-- What you have to do --
Count the lines in the items that contain the string "pattern", matching case exactly, and give only the number.

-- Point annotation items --
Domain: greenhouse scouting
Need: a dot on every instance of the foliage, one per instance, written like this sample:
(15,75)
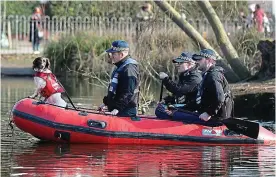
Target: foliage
(245,43)
(78,52)
(19,7)
(94,8)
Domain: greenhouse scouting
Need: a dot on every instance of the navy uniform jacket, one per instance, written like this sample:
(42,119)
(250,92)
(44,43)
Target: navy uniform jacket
(127,89)
(216,98)
(187,85)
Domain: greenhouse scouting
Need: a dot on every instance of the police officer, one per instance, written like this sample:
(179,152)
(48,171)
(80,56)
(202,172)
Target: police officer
(123,89)
(184,91)
(214,96)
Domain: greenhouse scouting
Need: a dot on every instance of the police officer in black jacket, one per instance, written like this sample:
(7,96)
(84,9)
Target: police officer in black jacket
(214,96)
(184,91)
(122,97)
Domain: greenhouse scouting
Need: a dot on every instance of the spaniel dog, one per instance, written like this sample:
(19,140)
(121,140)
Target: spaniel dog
(47,85)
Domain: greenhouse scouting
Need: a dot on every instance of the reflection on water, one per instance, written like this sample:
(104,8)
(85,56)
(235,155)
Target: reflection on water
(24,155)
(104,160)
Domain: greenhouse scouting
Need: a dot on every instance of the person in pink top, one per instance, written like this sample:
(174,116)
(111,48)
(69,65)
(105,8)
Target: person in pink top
(259,16)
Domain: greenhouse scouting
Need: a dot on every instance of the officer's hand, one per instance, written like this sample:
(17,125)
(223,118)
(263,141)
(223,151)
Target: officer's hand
(32,96)
(101,107)
(114,112)
(163,75)
(205,116)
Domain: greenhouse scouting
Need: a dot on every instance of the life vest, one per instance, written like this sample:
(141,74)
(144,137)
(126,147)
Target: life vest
(52,85)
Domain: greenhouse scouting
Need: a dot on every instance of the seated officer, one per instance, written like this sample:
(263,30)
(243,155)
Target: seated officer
(184,91)
(214,96)
(122,96)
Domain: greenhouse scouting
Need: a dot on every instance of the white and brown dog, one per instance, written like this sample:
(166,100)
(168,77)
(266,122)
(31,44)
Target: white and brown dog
(47,85)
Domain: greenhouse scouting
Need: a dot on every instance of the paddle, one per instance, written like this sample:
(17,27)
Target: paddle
(247,128)
(67,95)
(161,91)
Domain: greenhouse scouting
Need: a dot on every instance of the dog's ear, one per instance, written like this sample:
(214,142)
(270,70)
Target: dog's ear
(47,63)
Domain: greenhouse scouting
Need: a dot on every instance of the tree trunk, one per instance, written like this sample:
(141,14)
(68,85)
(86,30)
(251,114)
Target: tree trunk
(267,71)
(194,34)
(225,45)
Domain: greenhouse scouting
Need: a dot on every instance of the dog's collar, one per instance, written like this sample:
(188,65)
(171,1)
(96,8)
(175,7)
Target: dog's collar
(42,70)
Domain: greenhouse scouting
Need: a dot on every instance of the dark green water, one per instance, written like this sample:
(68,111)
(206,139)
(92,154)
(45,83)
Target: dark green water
(24,155)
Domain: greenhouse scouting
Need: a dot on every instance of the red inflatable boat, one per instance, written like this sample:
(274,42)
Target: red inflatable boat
(48,122)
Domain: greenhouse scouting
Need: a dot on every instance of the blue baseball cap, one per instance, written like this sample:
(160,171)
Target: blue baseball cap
(184,57)
(118,46)
(205,53)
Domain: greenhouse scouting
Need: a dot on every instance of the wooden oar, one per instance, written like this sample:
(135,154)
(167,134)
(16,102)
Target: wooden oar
(67,95)
(161,91)
(247,128)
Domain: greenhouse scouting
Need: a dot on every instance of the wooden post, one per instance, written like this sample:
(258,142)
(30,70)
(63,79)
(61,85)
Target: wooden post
(9,34)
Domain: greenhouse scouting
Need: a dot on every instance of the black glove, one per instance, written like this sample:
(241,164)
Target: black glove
(169,100)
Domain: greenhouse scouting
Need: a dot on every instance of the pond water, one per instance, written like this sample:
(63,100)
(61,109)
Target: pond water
(24,155)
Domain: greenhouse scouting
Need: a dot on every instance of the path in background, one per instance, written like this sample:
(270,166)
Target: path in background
(21,47)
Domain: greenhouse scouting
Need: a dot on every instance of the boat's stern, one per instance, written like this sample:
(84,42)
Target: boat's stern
(267,136)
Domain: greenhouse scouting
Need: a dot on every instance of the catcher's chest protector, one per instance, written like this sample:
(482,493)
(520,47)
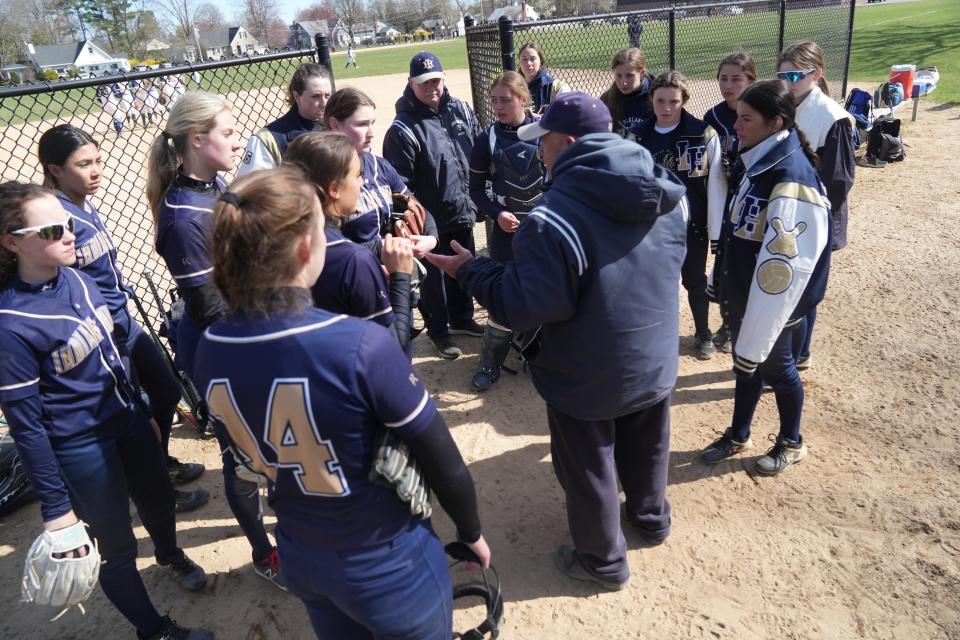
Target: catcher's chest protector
(517,173)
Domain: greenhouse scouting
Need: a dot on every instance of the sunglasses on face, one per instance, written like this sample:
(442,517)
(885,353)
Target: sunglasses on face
(791,77)
(48,231)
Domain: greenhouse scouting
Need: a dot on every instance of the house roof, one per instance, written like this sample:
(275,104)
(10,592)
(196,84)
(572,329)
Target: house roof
(313,27)
(514,13)
(50,55)
(211,38)
(55,55)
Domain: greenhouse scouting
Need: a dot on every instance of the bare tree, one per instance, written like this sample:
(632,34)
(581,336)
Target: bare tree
(258,15)
(318,11)
(351,12)
(10,39)
(278,34)
(45,21)
(181,14)
(209,17)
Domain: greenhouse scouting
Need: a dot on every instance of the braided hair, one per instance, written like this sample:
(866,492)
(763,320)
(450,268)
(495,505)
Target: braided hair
(772,98)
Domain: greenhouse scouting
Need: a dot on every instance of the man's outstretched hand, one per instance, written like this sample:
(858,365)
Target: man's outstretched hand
(450,264)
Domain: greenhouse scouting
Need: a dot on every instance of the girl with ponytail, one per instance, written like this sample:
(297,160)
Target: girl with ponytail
(771,270)
(353,281)
(628,97)
(829,128)
(199,141)
(304,392)
(80,427)
(73,166)
(735,73)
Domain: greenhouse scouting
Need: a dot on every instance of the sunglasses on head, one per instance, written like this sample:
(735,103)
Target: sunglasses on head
(48,231)
(791,77)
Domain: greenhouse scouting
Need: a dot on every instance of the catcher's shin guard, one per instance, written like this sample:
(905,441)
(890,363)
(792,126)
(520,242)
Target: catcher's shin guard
(494,349)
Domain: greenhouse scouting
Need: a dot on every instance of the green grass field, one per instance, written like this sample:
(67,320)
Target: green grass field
(924,33)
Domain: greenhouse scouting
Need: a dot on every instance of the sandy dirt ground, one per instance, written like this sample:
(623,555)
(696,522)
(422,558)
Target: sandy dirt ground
(861,540)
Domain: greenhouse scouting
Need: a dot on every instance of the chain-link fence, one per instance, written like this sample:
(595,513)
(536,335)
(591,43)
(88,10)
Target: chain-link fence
(125,113)
(690,39)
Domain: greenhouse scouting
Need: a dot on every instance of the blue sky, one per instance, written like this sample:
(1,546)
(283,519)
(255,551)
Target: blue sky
(288,8)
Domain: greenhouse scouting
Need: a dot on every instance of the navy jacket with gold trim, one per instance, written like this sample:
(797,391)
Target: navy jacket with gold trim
(773,259)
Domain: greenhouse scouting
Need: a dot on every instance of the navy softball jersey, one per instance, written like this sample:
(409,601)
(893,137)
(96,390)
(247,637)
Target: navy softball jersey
(183,229)
(722,119)
(380,182)
(97,255)
(691,150)
(352,282)
(307,414)
(61,373)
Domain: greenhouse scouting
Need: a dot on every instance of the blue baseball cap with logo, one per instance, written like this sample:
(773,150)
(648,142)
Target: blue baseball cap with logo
(574,114)
(425,66)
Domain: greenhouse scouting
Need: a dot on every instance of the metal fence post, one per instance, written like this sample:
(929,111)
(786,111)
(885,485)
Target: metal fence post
(506,43)
(783,26)
(673,38)
(846,62)
(323,56)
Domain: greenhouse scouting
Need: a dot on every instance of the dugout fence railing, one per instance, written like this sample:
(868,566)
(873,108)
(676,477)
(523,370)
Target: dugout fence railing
(689,38)
(137,104)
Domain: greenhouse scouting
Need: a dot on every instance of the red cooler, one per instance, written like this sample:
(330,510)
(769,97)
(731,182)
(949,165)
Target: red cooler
(905,74)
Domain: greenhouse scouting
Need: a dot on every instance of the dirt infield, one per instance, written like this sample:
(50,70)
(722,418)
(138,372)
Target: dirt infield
(861,540)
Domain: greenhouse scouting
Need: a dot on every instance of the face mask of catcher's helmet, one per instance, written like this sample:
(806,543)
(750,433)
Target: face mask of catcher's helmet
(487,591)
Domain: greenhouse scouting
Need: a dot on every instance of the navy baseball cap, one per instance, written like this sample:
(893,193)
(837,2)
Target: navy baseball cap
(575,114)
(425,66)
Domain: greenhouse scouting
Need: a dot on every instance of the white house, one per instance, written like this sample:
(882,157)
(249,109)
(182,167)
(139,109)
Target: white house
(85,56)
(217,44)
(302,33)
(518,13)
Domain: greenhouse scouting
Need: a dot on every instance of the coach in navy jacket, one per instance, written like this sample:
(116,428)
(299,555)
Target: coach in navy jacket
(429,144)
(597,268)
(431,151)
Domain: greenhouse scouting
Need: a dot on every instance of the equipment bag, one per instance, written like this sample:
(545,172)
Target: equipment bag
(884,141)
(860,105)
(890,94)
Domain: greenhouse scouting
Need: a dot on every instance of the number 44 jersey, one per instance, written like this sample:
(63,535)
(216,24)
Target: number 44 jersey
(302,395)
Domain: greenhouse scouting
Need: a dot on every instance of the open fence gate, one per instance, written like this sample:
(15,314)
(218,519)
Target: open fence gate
(691,39)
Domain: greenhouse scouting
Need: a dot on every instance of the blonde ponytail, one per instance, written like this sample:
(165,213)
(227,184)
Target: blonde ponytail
(194,111)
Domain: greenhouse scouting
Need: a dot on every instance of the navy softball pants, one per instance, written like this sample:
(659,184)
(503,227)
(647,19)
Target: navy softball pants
(152,372)
(693,276)
(399,590)
(242,496)
(103,469)
(442,302)
(779,371)
(588,457)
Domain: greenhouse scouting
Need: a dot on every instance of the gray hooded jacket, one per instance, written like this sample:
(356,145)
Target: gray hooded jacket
(597,269)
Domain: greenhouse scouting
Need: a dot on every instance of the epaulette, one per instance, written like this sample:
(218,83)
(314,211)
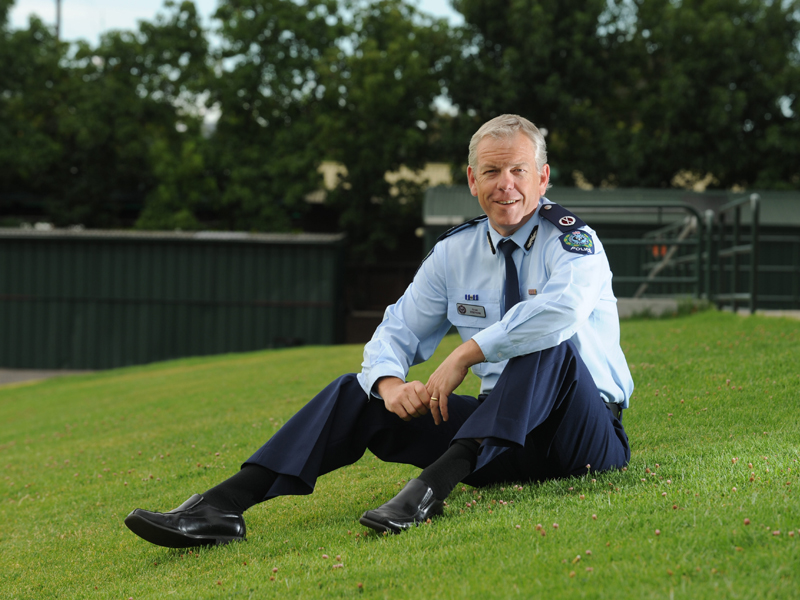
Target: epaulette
(561,217)
(457,228)
(451,231)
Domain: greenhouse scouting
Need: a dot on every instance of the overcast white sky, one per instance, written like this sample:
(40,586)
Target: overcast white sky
(86,19)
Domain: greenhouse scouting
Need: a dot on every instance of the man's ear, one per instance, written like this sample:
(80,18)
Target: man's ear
(544,179)
(473,184)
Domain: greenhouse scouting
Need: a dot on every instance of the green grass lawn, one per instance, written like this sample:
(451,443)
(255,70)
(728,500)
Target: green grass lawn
(715,433)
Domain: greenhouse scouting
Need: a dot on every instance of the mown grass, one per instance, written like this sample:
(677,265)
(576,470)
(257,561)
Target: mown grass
(715,394)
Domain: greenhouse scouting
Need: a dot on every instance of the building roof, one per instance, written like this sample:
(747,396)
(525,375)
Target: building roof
(451,205)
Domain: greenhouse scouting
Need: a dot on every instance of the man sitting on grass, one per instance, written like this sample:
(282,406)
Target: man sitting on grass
(528,287)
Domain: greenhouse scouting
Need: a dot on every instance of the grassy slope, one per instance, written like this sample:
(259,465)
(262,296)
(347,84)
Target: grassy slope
(77,454)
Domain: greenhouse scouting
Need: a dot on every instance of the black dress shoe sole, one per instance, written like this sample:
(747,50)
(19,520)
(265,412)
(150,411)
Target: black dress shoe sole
(169,538)
(379,527)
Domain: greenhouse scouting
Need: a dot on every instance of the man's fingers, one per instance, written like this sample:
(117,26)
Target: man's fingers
(443,408)
(437,416)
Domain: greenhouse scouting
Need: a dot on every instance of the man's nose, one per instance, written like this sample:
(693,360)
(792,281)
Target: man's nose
(505,181)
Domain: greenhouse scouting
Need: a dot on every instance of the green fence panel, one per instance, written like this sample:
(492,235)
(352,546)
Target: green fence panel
(95,300)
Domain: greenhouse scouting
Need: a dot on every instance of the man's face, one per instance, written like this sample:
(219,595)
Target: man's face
(506,182)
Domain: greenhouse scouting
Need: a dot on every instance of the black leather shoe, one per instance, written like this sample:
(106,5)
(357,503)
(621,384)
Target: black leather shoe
(413,505)
(193,523)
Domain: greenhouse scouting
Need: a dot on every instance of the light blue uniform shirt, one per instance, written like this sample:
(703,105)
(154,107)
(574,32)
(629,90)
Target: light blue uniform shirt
(564,295)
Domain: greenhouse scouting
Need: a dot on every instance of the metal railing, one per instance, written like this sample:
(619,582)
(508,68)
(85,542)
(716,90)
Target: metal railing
(690,233)
(733,252)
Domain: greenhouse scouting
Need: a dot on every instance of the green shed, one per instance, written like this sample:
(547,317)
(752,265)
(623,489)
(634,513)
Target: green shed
(625,218)
(101,299)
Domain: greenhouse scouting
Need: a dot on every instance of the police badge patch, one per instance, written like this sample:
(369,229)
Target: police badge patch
(578,242)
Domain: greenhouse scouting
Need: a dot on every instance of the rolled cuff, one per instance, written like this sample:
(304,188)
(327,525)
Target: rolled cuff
(368,380)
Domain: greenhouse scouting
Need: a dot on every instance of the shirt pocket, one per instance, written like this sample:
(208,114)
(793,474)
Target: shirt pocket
(472,310)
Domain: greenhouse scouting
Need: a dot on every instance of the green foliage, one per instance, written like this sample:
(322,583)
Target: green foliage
(644,93)
(267,88)
(716,92)
(83,121)
(380,85)
(715,394)
(633,93)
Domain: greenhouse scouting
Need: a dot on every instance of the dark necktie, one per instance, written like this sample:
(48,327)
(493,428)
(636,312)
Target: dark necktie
(507,247)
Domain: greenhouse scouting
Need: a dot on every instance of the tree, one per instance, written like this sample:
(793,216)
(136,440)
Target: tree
(267,91)
(556,62)
(82,122)
(380,83)
(634,92)
(715,93)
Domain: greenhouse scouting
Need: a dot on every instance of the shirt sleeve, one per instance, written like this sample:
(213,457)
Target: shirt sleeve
(563,305)
(411,328)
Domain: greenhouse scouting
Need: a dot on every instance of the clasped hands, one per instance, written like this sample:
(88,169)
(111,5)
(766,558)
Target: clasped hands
(409,400)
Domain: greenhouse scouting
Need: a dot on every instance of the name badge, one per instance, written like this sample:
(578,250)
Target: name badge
(471,310)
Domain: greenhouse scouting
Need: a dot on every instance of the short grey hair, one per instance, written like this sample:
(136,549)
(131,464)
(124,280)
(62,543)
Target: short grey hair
(505,126)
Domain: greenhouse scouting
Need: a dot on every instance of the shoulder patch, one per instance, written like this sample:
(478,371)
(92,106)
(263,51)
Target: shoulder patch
(561,217)
(579,242)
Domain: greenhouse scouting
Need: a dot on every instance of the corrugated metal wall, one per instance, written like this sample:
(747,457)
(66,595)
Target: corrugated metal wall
(95,300)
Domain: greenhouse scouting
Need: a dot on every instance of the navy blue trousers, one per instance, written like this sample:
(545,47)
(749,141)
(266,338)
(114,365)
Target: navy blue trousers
(544,419)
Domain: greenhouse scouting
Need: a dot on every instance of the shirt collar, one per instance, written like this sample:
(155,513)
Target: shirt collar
(521,235)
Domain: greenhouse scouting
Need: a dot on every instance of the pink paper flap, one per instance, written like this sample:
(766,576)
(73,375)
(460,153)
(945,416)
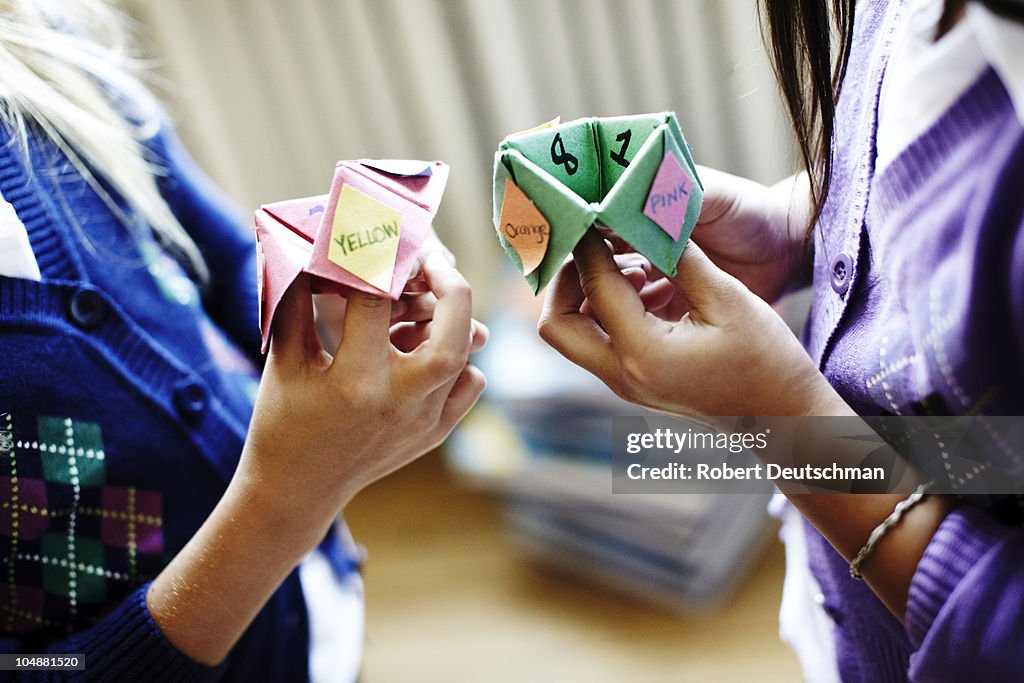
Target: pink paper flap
(415,225)
(302,216)
(423,189)
(285,255)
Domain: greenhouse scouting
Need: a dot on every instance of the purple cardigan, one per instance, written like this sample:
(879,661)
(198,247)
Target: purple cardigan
(919,308)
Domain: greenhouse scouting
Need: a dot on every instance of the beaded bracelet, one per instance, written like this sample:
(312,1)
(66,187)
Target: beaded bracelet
(884,528)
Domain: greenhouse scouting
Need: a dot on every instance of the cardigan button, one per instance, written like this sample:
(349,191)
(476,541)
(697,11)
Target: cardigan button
(189,398)
(841,271)
(86,308)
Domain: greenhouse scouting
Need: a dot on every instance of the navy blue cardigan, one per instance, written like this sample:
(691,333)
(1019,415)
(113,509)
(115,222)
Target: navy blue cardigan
(124,402)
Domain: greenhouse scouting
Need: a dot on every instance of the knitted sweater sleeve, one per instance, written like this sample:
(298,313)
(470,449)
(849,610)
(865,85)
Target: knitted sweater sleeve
(126,645)
(223,235)
(966,607)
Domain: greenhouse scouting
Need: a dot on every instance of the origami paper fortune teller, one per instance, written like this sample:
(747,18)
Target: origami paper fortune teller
(633,175)
(365,235)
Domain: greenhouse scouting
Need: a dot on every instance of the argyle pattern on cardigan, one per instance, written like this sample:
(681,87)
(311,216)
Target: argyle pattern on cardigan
(70,542)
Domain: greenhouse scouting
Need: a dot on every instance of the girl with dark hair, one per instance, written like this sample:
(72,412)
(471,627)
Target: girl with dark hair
(908,223)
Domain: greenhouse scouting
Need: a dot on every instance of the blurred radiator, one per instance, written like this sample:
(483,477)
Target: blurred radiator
(269,93)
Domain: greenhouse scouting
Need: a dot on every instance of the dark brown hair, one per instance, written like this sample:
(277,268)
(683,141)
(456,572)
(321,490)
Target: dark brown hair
(809,46)
(802,37)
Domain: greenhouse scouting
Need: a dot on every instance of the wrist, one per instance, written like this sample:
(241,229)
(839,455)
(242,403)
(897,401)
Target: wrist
(297,521)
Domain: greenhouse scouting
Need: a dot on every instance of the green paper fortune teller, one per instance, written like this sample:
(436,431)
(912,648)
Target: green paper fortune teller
(633,175)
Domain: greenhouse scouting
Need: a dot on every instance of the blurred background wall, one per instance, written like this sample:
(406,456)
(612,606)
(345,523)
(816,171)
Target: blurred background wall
(268,93)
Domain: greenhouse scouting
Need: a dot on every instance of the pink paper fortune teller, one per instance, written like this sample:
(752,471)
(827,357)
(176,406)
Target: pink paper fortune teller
(364,236)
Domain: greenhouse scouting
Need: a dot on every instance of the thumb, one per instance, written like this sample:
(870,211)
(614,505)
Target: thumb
(366,330)
(294,337)
(706,287)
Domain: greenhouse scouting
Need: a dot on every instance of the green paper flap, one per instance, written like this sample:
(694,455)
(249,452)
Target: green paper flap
(501,173)
(567,153)
(614,163)
(684,148)
(623,208)
(568,215)
(619,139)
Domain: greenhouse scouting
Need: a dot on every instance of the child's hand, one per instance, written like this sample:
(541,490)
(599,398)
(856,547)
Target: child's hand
(729,355)
(324,428)
(752,231)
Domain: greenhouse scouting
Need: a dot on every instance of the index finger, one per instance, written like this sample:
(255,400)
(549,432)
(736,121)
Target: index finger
(611,297)
(451,331)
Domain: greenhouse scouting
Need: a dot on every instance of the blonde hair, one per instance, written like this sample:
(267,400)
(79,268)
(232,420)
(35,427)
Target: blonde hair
(66,66)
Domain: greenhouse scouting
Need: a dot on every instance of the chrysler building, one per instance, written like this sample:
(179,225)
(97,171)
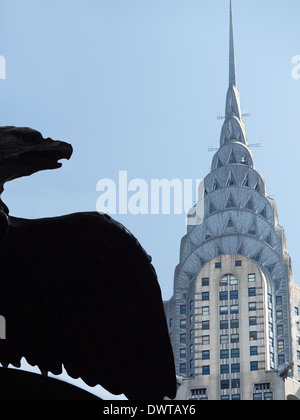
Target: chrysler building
(235,313)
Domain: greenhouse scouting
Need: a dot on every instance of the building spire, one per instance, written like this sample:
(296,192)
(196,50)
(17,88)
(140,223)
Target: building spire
(233,128)
(232,72)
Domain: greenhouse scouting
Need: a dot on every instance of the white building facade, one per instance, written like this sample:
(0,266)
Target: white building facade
(234,317)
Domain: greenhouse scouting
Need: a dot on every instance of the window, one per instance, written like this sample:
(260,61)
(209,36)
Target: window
(232,280)
(234,309)
(183,323)
(235,368)
(281,359)
(224,354)
(183,353)
(279,315)
(224,339)
(234,294)
(251,277)
(182,309)
(205,340)
(253,366)
(263,392)
(205,281)
(205,310)
(235,338)
(182,368)
(223,295)
(205,325)
(235,383)
(223,325)
(253,351)
(252,306)
(225,384)
(223,310)
(206,355)
(205,370)
(224,281)
(235,353)
(224,369)
(234,323)
(205,296)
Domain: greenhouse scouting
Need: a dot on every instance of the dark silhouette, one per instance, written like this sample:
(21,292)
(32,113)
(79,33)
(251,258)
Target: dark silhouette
(79,290)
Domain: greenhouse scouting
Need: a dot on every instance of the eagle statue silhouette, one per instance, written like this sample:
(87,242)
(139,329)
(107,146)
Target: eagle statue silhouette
(78,291)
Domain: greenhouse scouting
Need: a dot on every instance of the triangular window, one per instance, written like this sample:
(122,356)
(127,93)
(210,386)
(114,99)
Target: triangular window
(268,239)
(230,203)
(249,204)
(263,213)
(212,208)
(271,268)
(252,228)
(208,234)
(219,251)
(258,256)
(232,158)
(216,185)
(220,164)
(244,160)
(240,249)
(202,261)
(230,228)
(245,183)
(230,180)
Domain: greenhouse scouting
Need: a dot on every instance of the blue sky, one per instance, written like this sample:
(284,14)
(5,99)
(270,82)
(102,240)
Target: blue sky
(136,85)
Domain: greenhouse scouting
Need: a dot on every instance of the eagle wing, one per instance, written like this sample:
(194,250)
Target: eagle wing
(79,291)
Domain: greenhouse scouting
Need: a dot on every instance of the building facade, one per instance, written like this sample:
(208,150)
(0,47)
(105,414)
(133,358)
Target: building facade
(235,313)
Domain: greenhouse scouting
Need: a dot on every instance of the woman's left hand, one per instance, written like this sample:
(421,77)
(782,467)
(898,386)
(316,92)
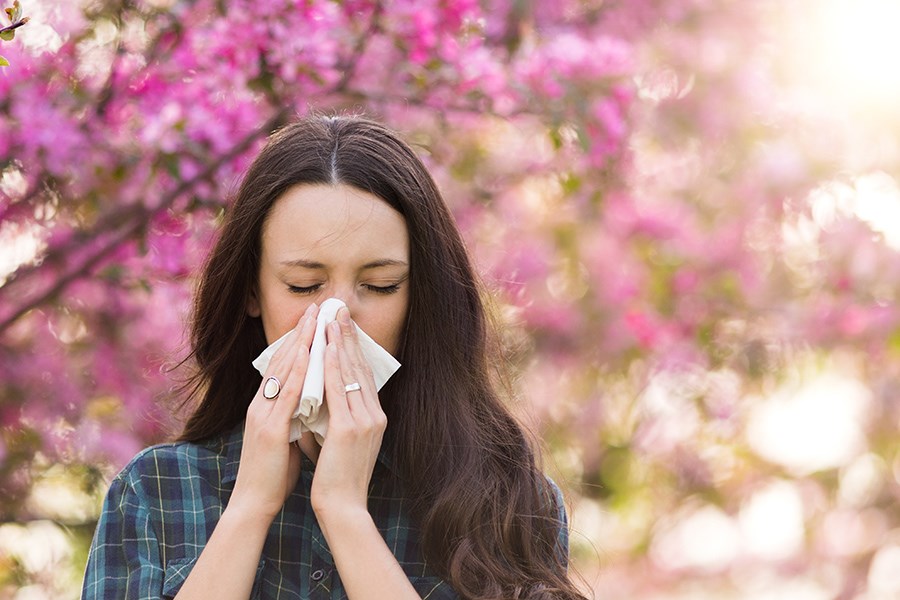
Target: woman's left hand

-- Task response --
2